═════ DATA ENTRIES ═════

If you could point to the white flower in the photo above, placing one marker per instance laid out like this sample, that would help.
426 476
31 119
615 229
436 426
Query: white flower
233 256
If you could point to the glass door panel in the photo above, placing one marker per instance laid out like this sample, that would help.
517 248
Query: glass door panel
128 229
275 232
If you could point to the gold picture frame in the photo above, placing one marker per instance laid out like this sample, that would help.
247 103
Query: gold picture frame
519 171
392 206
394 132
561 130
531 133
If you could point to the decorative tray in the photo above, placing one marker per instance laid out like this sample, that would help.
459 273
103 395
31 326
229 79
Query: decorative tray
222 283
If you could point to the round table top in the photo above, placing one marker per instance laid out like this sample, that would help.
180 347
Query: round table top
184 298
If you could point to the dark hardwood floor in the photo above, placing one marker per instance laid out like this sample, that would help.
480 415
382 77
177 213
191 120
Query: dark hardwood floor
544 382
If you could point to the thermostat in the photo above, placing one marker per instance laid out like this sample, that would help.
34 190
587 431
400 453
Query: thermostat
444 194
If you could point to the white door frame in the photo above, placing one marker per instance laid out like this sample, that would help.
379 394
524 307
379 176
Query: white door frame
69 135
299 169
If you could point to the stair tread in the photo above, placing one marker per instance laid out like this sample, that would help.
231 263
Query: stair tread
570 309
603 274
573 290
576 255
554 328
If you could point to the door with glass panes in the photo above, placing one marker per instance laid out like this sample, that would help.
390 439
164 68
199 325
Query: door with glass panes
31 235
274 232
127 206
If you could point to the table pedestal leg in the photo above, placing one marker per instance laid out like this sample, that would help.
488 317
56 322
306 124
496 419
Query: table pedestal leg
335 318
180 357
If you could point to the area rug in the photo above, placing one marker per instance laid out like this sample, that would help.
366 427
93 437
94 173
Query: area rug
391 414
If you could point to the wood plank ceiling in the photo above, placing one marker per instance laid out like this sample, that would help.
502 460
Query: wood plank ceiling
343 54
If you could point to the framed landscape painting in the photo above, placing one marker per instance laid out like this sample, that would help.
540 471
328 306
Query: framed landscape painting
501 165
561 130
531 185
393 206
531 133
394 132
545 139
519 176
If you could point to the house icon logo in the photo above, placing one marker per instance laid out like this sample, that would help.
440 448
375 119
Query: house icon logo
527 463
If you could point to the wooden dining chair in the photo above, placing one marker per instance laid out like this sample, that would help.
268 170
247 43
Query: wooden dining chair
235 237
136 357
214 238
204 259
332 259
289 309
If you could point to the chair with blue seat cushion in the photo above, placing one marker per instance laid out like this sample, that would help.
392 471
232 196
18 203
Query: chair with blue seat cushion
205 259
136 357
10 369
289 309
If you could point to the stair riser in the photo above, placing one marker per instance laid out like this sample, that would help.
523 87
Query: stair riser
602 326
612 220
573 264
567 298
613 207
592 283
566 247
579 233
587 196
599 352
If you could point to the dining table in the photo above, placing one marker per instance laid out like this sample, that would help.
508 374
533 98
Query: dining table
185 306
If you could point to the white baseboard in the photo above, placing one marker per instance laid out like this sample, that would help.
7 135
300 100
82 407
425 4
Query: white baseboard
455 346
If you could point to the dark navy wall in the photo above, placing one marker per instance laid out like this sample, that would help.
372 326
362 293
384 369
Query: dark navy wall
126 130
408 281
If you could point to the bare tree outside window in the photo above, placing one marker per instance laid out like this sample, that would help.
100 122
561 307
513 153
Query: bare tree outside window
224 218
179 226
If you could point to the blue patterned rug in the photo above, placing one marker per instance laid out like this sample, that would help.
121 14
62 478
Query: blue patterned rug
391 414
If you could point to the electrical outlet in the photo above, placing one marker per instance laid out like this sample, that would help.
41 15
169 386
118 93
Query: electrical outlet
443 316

═════

Copy the whole listing above line for line, changing nothing.

SOLVED PROBLEM |
If you could point to the white flower in the photo above, placing one marker per instance laid out like this sample, that would help.
426 476
31 119
615 229
436 426
Query: white flower
233 256
If you could point to the glass door panel in the photo above, placing one marker per instance laid out like this sample, that would help.
517 248
Query: glass door panel
128 229
275 232
If you could point to the gold picture frame in the photo above, placing one marker per instance laid out like this sample, that would help.
247 103
Query: gold picture frame
519 171
392 206
394 132
561 130
531 133
If you could point to the decorative tray in the photo above, placing one marker per instance laid out like this sample, that would help.
459 273
103 395
31 326
229 79
Query: decorative tray
222 283
If you could point to the round table top in the photo above, placing one marker per instance laid out like this sample, that would help.
180 347
Query: round table top
184 298
If you could point to the dark hardwood floor in the photo above, placing one marker per instance laid out like this sample, that would help.
480 415
382 77
177 213
191 120
Query: dark hardwood floor
544 382
If you could point to the thermostat in the photo above, placing one marker per instance laid out like this sample, that would help.
34 190
587 431
400 453
Query: thermostat
444 194
If you could point to the white door frame in the photo above, placing one marker per instance laid out like this sample, that would help.
379 394
524 307
379 176
Query: white door frame
69 135
299 169
If you could point to the stair tread in the photo above, placing one marker per instance laid out like this sample, that would help.
231 263
Query: stair tread
570 309
603 274
573 290
576 255
554 328
If you could point to the door with glass panes in the photo above, placing one marker per instance laid out like this sample, that would help.
390 439
164 68
199 325
Query: door with glass panes
31 235
274 232
127 206
If you could point to the table pedestal leg in the photo above, placing one marker per instance laid out like this sample, that would help.
488 317
56 322
306 124
496 419
Query: table pedestal leg
335 318
180 357
If you could point to the area rug in the photo above, placing one marker per instance laid out like this sample, that would help.
366 427
93 437
94 173
Query: area rug
391 414
If you could point to the wood plank ceiling in the photo above, placing one marker per instance laid out like this sample, that would help.
502 460
Query: wood plank ceiling
343 54
If you could point to the framed landscape painting in the photo above, placing one marker per instance laid out like this sample, that would help.
540 471
328 306
Query: framed landscape painting
501 165
561 130
531 185
393 206
531 133
394 132
545 139
519 176
If you could point to the house icon logo in the photo above, placing one marker per instance laid out like this sample, that would help.
440 448
375 119
Query: house icon logo
527 463
If you could point to the wooden dining chair in the photo above, placing one marker per instance laid out like this sample, that would help.
268 170
247 43
Query: wooden dining chair
235 237
136 357
214 238
204 259
332 259
289 309
If you could point to the chair with blue seat cushion in the photo above, placing one marker per instance laid out like this sample, that would help.
392 471
232 196
18 203
Query: chair with blue seat cushion
205 259
136 357
10 369
289 309
If you could point to the stair riser in the photo above, placing one marker per instance laid out like this sample, that would help.
523 87
Query: stair riser
602 326
612 220
573 264
567 298
613 207
592 283
566 247
579 233
587 196
599 352
If you could point to the dining table in the photo above, placing one marker per instance laid out like this sample, that would help.
508 374
533 98
Query: dining table
185 306
If you could point to the white baseboard in the photo above, placing one marker per instance laid out like this sample, that would help.
7 135
300 100
82 407
425 4
Query: white baseboard
455 346
If you could point to the dark navy wall in the photo above, placing one marker per instance laid out like this sample, that would help.
372 326
362 293
384 369
Query: dark navy wall
126 130
408 281
If you could point to the bare tree outside window in the photo above, placing one marker per instance laid out like this sample, that would help.
100 122
561 307
513 153
Query: bare tree outside window
224 218
179 226
If you could point to the blue patterned rug in the photo above, placing one marker per instance laid out like this sample, that would help.
121 14
62 478
Query: blue patterned rug
391 414
If you could point to the electrical outlet in the photo above, placing one marker per instance laid out like this sample, that would help.
41 15
169 386
118 93
Query: electrical outlet
443 316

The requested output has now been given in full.